Directions for this task | What is needed here is every line of the records that includes "clicks".

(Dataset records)
=== Section Start ===
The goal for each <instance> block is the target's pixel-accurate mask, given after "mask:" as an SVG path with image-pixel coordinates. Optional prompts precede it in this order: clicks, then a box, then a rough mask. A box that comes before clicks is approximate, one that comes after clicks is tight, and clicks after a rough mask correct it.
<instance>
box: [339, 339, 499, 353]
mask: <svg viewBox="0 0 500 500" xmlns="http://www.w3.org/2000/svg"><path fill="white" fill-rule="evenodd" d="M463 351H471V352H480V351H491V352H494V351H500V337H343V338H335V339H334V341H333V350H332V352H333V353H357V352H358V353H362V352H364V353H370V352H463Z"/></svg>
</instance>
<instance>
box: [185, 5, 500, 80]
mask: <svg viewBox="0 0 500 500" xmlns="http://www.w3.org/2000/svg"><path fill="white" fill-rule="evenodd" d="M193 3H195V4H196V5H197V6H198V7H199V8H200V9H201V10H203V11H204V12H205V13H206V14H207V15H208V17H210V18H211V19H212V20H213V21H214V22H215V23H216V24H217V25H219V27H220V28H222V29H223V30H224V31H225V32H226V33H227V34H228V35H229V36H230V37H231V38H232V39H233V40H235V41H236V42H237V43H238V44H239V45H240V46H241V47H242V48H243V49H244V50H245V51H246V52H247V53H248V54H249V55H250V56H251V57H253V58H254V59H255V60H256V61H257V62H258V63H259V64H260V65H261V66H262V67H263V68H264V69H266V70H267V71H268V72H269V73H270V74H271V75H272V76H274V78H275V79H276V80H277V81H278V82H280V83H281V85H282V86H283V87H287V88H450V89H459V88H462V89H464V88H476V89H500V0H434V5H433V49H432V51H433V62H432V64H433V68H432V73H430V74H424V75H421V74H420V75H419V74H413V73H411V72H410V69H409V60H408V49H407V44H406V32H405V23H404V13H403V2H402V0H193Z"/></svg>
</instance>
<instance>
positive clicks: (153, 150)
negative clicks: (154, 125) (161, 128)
=== Section End ===
Exercise response |
The goal for each <instance> block is the target's pixel-accurate mask, given after "mask:" as an SVG path with image-pixel coordinates. Optional prompts precede it in this order: clicks, then a box, then a rough mask. A box that comes before clicks is approximate, one that comes after clicks is tight, and clicks after a rough mask correct it.
positive clicks: (153, 150)
negative clicks: (154, 125) (161, 128)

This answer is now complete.